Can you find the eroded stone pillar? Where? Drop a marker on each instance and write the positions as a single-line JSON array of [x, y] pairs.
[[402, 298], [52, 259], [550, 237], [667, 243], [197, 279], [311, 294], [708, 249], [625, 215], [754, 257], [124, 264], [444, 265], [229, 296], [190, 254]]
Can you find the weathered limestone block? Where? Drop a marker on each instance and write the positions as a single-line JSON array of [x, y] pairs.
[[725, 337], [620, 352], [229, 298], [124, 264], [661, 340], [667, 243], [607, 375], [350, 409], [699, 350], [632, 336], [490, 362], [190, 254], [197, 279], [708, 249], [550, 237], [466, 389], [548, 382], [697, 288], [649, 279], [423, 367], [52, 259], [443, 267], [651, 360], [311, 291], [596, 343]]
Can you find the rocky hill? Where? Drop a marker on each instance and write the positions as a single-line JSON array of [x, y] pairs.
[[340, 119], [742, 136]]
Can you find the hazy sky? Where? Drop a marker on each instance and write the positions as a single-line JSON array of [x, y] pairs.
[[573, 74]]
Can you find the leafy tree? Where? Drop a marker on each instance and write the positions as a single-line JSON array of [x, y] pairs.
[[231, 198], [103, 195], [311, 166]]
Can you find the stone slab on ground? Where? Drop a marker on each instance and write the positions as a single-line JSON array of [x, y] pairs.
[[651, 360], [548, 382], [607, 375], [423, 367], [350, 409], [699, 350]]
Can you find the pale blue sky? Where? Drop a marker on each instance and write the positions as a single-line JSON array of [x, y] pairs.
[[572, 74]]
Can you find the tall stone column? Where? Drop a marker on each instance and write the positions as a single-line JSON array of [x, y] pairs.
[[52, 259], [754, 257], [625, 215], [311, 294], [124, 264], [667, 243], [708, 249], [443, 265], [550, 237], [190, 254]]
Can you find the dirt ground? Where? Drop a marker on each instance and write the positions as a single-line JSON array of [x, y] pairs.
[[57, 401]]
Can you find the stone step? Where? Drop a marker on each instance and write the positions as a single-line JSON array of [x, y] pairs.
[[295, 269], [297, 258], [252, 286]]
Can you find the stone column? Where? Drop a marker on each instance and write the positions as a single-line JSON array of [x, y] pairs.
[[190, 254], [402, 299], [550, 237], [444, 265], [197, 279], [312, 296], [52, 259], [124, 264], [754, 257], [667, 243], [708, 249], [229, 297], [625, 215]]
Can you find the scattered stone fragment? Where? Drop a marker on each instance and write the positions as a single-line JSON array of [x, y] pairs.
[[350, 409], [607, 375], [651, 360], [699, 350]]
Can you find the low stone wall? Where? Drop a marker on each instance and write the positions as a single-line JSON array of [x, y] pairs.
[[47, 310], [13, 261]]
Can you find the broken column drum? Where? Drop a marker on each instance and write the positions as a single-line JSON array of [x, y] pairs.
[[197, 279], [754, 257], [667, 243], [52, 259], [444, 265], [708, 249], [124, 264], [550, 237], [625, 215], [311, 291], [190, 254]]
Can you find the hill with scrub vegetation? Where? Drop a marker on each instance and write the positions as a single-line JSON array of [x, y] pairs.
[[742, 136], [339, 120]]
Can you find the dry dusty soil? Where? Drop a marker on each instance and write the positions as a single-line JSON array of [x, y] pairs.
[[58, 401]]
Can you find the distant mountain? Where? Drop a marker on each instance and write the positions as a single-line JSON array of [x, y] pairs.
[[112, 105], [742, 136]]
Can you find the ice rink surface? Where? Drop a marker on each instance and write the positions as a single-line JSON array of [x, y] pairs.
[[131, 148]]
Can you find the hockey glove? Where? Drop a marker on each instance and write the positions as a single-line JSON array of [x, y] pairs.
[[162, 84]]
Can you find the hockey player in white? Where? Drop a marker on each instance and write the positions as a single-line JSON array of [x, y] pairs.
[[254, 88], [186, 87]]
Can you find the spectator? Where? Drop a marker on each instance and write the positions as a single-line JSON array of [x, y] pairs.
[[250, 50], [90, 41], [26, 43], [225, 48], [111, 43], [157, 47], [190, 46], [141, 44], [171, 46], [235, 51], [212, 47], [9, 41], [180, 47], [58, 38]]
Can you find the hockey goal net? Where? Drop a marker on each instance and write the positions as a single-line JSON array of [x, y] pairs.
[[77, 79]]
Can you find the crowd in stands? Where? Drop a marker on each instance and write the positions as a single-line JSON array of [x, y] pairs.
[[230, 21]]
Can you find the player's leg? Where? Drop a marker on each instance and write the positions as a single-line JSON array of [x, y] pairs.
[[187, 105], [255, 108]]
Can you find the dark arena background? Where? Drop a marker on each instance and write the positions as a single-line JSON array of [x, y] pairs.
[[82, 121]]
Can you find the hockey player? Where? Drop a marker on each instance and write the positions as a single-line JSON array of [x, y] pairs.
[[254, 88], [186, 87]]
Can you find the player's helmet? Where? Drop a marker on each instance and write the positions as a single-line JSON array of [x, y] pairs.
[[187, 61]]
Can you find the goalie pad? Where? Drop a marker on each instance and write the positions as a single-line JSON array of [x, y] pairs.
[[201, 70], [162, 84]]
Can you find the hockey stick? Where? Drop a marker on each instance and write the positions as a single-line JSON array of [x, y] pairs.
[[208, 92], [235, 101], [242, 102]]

= EXERCISE INSTRUCTIONS =
Output all records exactly, with nothing added or dropped.

= WRITTEN SOLUTION =
Can you find the eroded stone pillar? Where? Drop a marker on each instance and write the positions as a single-line JSON array of [x, y] pairs.
[[402, 298], [52, 259], [550, 237], [667, 243], [197, 279], [311, 294], [708, 249], [625, 215], [754, 257], [124, 264], [444, 265], [229, 296], [190, 254]]
Can you find the weathered limestone block? Where? Drop a marker on each instance and write the positions as a single-line JSON array of [x, y] pairs.
[[725, 337], [620, 352], [229, 298], [124, 264], [661, 340], [667, 243], [607, 375], [350, 409], [699, 350], [632, 336], [490, 362], [190, 254], [197, 279], [708, 249], [550, 237], [466, 389], [548, 382], [697, 288], [649, 279], [423, 367], [52, 259], [443, 267], [651, 360], [311, 291], [596, 343]]
Can you find the rocky hill? Where? Drop a marker on each instance and write the positions as a single-line JSON array of [x, y] pairs.
[[340, 119], [742, 136]]
Can you find the hazy sky? Where? Drop a marker on each instance and write the positions as a single-line JSON array of [x, y] pairs.
[[573, 74]]
Can you find the leafy tree? Where? Drop a marker on each instance and write the positions as a single-line JSON array of [x, y] pairs.
[[231, 198], [103, 195], [311, 166]]
Can you find the stone slab on ground? Where? Drop a marker on each instance and write the positions as a single-line JSON array of [x, y] pairs.
[[651, 360], [548, 382], [607, 375], [423, 367], [350, 409], [699, 350]]
Can you find the pale blue sky? Where? Drop a marker on each instance and write the positions as a single-line JSON array of [x, y] pairs.
[[572, 74]]
Can you find the tall stone column? Where? Drop a marker on each instance and write the positions as a single-line JSON array of [x, y] pairs.
[[52, 259], [754, 257], [625, 215], [311, 294], [124, 264], [667, 243], [708, 249], [443, 265], [550, 237], [190, 254]]
Can you find the dirt ground? Where? Drop a marker on each instance and write the positions as a single-line JSON array of [x, y] pairs.
[[57, 401]]
Can you find the stone step? Where? Drop a marker on each instance and write the positions as a single-line JSON array of [x, y] pairs.
[[295, 269], [297, 258], [252, 286]]
Can you find the stone column? Where? Drop a marker on each instance and write the positions as a single-line JSON array of [x, y] pairs.
[[190, 254], [402, 299], [550, 237], [444, 265], [197, 279], [312, 296], [52, 259], [124, 264], [754, 257], [667, 243], [708, 249], [229, 297], [625, 215]]
Can you find the scattered stone fragment? Where? Drop a marker on each instance and write the positions as a single-line JSON array of [x, y] pairs.
[[350, 409], [607, 375], [651, 360], [699, 350]]
Can you find the low stone wall? Where? Drop a marker on each instance and write the positions as a single-line JSON array of [x, y] pairs.
[[47, 310], [13, 261]]
Can you find the broken column drum? Where? Drop a marker on each instance and write the positions as a single-line JSON array of [x, y] pairs.
[[197, 279], [754, 257], [667, 243], [52, 259], [444, 265], [708, 249], [124, 264], [550, 237], [625, 215], [311, 291], [190, 254]]
Can you find the hill with scrub vegetation? Where? Drop a marker on each instance and write the positions as a single-line JSON array of [x, y] pairs.
[[742, 136], [339, 120]]
Can you find the dry dusty soil? Where? Drop a marker on each instance and write the positions as a single-line JSON array of [x, y] pairs.
[[58, 401]]
Can you find the distant mountain? Where? Drop a marker on each instance and write the positions as a single-line JSON array of [x, y] pairs.
[[112, 105], [742, 136]]
Can you find the ice rink surface? Where? Drop a marker on each instance and write the positions as a single-line JSON array of [x, y] pairs.
[[131, 148]]
Can you find the hockey glove? Where? Drop a marker on each instance and write the positions as a single-line JSON array of [x, y] pairs.
[[162, 84]]
Can you find the hockey player in white? Where? Drop a marker on each instance and write the positions as a single-line JSON array of [x, y] pairs.
[[254, 88], [186, 87]]
Can you find the spectator? Where? Drop a marker on each instance and write the positions as a single-line JSON array of [x, y] pairs.
[[250, 50], [90, 41], [26, 43], [225, 48], [111, 43], [157, 47], [190, 46], [141, 44], [171, 46], [235, 51], [212, 47], [9, 41], [180, 47], [58, 38]]
Can you find the hockey goal net? Where? Drop a marker on each instance and write the positions as a single-line JSON array of [x, y] pairs.
[[77, 79]]
Can you find the crowd in stands? Where? Drop a marker on each instance and write the positions as a single-line JSON array of [x, y] pairs.
[[230, 21]]
Can you find the player's leg? Where? Drop a marker on each instance and write the positions as a single-line JSON array of [x, y] pairs.
[[187, 105], [255, 108]]
Can you find the dark arena background? Where? Drop a marker on each instance and write the positions as a single-line JSON array of [x, y] pairs.
[[82, 121]]
Can you find the hockey player? Where? Drop a marker on each instance and write the positions as a single-line JSON array of [x, y] pairs.
[[254, 88], [186, 87]]
Can you find the player's helmet? Where? Drop a marker on each instance and write the positions as a single-line JSON array of [x, y] pairs.
[[187, 61]]
Can you find the goalie pad? Where? Drop a marker on each instance and write the positions as a single-line JSON array of [x, y] pairs.
[[201, 70], [162, 84]]
Can you find the hockey stick? Where? Drop a marker on each instance and write the positions as a single-line JSON array of [x, y] pairs.
[[208, 92], [235, 101], [242, 102]]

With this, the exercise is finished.